* [SHORT EXERCISE A]: Collect every row below that contains the string "vinyl", copying each one in full.

* [SOURCE EXTRACT]:
__________
### Wifi features

This this is the code to generate the wifi features available in [this dataset](https://www.kaggle.com/devinanzelmo/indoor-navigation-and-location-wifi-features). Using these features can get a score below 14. For an example notebook using them see [this notebook](https://www.kaggle.com/devinanzelmo/wifi-features-lightgbm-starter). They only uses waypoints, wifi and timestamp data to generate solution. See this [forum post](https://www.kaggle.com/c/indoor-location-navigation/discussion/215445) for an outline of this solution method, and methods of improvement.

There are `break`'s inserted into loops which need to be removed to get this to run. Right now data is written to current working directory. This takes 2-4 hours to run depending on hard drive etc. There is a lot of room for improvement speeding up feature generation. 

**Update:** I added one line that creates a column for the path filename, this allows for a groupkfold crossvalidation.
__________
(Point annotation records)

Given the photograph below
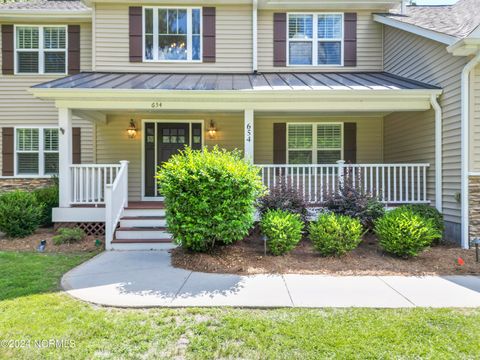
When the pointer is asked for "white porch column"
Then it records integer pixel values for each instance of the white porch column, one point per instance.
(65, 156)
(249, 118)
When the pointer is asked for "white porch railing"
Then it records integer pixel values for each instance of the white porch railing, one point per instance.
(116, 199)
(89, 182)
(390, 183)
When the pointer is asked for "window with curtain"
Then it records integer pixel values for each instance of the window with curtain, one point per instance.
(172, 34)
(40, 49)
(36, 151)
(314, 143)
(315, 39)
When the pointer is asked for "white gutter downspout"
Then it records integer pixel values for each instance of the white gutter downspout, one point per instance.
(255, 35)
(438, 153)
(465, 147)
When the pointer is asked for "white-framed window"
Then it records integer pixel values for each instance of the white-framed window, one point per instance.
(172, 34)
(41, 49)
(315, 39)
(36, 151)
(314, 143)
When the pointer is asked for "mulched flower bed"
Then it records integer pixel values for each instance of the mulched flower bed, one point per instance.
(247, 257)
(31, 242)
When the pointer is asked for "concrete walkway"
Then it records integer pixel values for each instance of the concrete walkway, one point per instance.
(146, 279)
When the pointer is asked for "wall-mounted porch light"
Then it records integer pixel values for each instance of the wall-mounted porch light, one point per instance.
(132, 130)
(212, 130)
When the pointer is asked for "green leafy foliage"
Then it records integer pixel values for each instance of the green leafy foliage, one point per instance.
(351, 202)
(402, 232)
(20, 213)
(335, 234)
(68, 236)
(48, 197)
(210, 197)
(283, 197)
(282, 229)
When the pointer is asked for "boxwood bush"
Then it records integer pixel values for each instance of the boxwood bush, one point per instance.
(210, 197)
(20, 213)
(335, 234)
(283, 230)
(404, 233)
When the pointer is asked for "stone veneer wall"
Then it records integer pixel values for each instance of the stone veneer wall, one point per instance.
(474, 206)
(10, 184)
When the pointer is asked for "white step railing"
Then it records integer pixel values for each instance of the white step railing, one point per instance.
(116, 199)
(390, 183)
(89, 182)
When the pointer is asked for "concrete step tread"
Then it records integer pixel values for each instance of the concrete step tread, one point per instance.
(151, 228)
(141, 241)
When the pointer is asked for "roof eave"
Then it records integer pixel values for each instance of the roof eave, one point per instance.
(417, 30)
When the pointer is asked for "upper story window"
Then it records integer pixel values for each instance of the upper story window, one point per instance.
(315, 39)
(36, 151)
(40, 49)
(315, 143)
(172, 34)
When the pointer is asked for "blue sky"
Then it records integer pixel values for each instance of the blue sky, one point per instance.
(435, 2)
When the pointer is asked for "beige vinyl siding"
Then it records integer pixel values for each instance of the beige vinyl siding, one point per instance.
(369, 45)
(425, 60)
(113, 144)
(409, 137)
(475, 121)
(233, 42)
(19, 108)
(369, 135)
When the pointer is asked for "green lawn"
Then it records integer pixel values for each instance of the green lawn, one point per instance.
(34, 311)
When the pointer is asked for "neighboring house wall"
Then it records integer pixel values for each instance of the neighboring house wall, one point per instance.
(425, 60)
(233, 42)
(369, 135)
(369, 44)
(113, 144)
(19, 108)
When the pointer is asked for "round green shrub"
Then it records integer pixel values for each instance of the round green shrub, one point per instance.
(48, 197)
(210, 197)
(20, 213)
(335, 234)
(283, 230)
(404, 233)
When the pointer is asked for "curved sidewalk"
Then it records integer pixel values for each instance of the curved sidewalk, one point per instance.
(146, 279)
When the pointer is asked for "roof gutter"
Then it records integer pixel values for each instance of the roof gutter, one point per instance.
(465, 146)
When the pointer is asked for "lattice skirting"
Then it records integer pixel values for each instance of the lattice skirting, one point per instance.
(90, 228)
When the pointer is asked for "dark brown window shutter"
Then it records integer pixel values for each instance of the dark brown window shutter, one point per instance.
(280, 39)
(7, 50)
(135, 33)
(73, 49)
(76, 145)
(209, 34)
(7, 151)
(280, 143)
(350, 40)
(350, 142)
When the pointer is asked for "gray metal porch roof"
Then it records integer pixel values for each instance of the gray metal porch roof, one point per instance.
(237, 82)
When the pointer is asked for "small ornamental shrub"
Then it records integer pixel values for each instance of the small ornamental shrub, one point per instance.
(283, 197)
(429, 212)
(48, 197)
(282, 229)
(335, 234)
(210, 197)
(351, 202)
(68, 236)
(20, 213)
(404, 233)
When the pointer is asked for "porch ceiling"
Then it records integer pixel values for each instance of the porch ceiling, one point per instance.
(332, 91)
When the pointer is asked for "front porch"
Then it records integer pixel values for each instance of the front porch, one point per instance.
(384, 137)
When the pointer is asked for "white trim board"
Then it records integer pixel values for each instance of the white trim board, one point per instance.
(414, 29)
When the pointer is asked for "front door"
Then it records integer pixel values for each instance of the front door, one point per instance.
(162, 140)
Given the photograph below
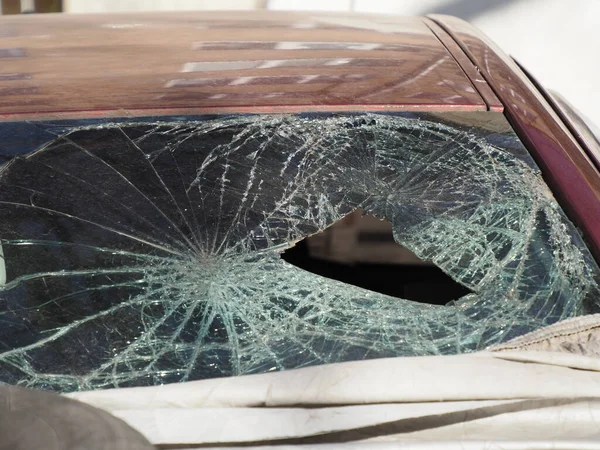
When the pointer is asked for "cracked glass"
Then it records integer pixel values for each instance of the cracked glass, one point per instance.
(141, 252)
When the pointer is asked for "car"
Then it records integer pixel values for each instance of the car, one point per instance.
__________
* [SHORT EXERCISE B]: Return the whole wifi features description above, word for word.

* [TASK OUTPUT A]:
When the pointer is asked for "beige vinyl siding"
Then it records integer pixel values for each instance of the beige vinyl siding, one point per instance.

* [TASK OUTPUT B]:
### Wifi features

This this is the code to generate the wifi features available in [this dataset](https://www.kaggle.com/devinanzelmo/indoor-navigation-and-location-wifi-features). Using these features can get a score below 14. For an example notebook using them see [this notebook](https://www.kaggle.com/devinanzelmo/wifi-features-lightgbm-starter). They only uses waypoints, wifi and timestamp data to generate solution. See this [forum post](https://www.kaggle.com/c/indoor-location-navigation/discussion/215445) for an outline of this solution method, and methods of improvement.

There are `break`'s inserted into loops which need to be removed to get this to run. Right now data is written to current working directory. This takes 2-4 hours to run depending on hard drive etc. There is a lot of room for improvement speeding up feature generation. 

**Update:** I added one line that creates a column for the path filename, this allows for a groupkfold crossvalidation.